A movie about cannibalistic mountain men needs to supply a healthy dose of gore. While Wrong Turn isn’t going to compete with more hardcore movies, like The Hills Have Eyes, it capably delivers on its cannibalistic carnage with severed ears, chopped body parts, and a pretty inventive ax killing. Director Rob Schmidt paces the admittedly rote scares at a quick pace. Wrong Turn keeps its mutant cannibal hillbillies hidden early on, building towards a big reveal that hits all the right creepy notes. Similarly, Schmidt methodically ratchets the scares and violence just enough. That opening scene is a brilliantly executed scare.
The Legendary Stan Winston and a Surprisingly Strong Cast Turn Out For Dinner
In spite of its run-of-the mill premise, Wrong Turn boasts a better than expected cast. Eliza Dushku (Soul Survivors), best known as Faith in Buffy the Vampire Slayer, headlines the the movie. Not surprisingly, Dushku is excellent doing the best she can with what’s pretty limited material. Buffy fans will likely be disappointed that Dushku’s character doesn’t get to flex her muscles as much as her television alter-ego. Wrong Turn’s screenplay wastes Dushku, regulating her largely to a “helpless victim” character, particularly in the climax. Wrong Turn fills outs the rest of the cast with familiar faces from the 2000s including Emmanuelle Chriqui, Jeremy Sisto, Lindy Booth, and Desmond Harrington. In particular, Sisto (May) shines with a rather endearing, charismatic performance.
Not surprisingly, Dushku is excellent in her role doing the best she can with what’s pretty limited material.
Arguably, the legendary Stan Winston’s (Aliens, Predator) make-up effects make the biggest impression in Wrong Turn. His makeup effects for the hillbilly killers – Three Finger, Saw Tooth, and One Eye – are remarkable and instantly distinguish Wrong Turn from most rural horror film villains. Aside from Winston’s work, nothing about our killers stands out. Wrong Turn doesn’t give these mutants much motivation or backstory. Canadian character actor Julian Richings (Cube) at least give Three-Finger a distinctive, haunting laugh. Not surprisingly, Three-Finger is the only consistent presence across the franchise.

....

* _REQUIRED WORK_
- 1) In the Wrong Turn review, which actor gives Three-Finger a distinctive, haunting laugh?
- 2) Transcribe the passage of the Wrong Turn review between "Not surprisingly, Dushku is excellent in" and "across the franchise.", inclusive.
- 3) Carry the Wrong Turn review forward from its final sentence.

(Source data)
....

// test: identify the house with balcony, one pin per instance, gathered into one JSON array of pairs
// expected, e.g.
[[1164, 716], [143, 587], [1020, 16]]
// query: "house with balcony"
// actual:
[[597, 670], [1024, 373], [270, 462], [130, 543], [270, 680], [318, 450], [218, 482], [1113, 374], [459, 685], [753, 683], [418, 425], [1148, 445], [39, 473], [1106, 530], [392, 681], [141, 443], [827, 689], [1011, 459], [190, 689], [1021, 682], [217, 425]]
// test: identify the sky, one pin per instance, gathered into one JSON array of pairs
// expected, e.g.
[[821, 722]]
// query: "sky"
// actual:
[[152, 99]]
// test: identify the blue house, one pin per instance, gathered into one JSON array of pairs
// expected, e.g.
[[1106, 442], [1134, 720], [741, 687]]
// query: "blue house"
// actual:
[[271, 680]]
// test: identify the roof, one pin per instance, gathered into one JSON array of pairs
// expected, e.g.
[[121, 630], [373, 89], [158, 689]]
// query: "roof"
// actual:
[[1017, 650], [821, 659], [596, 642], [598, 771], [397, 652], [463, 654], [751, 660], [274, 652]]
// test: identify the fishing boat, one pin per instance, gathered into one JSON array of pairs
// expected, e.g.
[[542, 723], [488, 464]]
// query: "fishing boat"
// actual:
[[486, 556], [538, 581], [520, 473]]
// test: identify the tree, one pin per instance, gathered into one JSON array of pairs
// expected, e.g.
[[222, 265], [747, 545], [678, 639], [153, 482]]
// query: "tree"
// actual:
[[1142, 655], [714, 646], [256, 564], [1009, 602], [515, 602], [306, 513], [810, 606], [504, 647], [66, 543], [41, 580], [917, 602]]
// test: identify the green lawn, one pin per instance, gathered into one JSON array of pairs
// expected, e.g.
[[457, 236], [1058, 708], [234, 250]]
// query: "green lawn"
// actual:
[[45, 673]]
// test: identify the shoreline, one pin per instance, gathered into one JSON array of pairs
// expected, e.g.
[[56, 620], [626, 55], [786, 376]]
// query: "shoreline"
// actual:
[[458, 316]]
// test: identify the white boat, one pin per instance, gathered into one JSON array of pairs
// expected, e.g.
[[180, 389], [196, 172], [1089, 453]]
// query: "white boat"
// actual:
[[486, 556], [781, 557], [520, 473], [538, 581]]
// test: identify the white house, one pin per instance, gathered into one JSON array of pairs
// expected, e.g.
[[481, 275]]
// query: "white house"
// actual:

....

* _ANSWERS IN ORDER_
- 1) Canadian character actor Julian Richings.

- 2)
Not surprisingly, Dushku is excellent in her role doing the best she can with what’s pretty limited material.
Arguably, the legendary Stan Winston’s (Aliens, Predator) make-up effects make the biggest impression in Wrong Turn. His makeup effects for the hillbilly killers – Three Finger, Saw Tooth, and One Eye – are remarkable and instantly distinguish Wrong Turn from most rural horror film villains. Aside from Winston’s work, nothing about our killers stands out. Wrong Turn doesn’t give these mutants much motivation or backstory. Canadian character actor Julian Richings (Cube) at least give Three-Finger a distinctive, haunting laugh. Not surprisingly, Three-Finger is the only consistent presence across the franchise.

- 3)
Wrong Turn’s Legacy Includes An Endless Supply of Questionable Sequels
Fans of this movie are probably that a sequel, Wrong Turn 2: Dead End, followed a few years later. That sequel, which had the distinction of casting punk rock legend, Henry Rollins, was surprisingly good. In fact, Dead End may actually be a better than the original. Whereas Wrong Turn feels predictable, the over-the-top violence and gross-out effects in Dead End gave the sequel a bit of flair.
Apparently, however, the producers behind Wrong Turn decided the world was lacking in cannibal hillbillies.
Apparently, however, the producers decided the world needed more cannibal hillbillies. To rectify this problem, they followed the Hellraiser franchise’s blueprint. Inevitably, a stream of straight-to-video sequels and prequels surfaced. To date, five Wrong Turn sequels have released, each one dragging the concept further down a cliff. Not much separates one sequel from the next. One prequel is set in the winter. Another in an abandoned asylum. Additionally, the quality of the acting and makeup effects is negatively correlated with the amount of random sex and nudity. A 2021 remake showed a bit of promise for future directions.
Wrong Turn is the Comfort Food of Horror Movies
No, the word “legacy” probably doesn’t apply. Either ‘derivative’ or ‘middling’ probably are more accurate. After 15 years, its basic premise hasn’t gotten any fresher. But there are plenty of horror movies that have re-served the same premise with less return. Regardless of the criticisms, Wrong Turn is still a suitably fun popcorn horror movie. Sometimes we just crave something familiar and straightforward, even if we know it isn’t great. Wrong Turn is kind of like comfort food for horror fans. It gives you exactly what you expect, with no tinkering or fiddling, and capably delivers on the concept.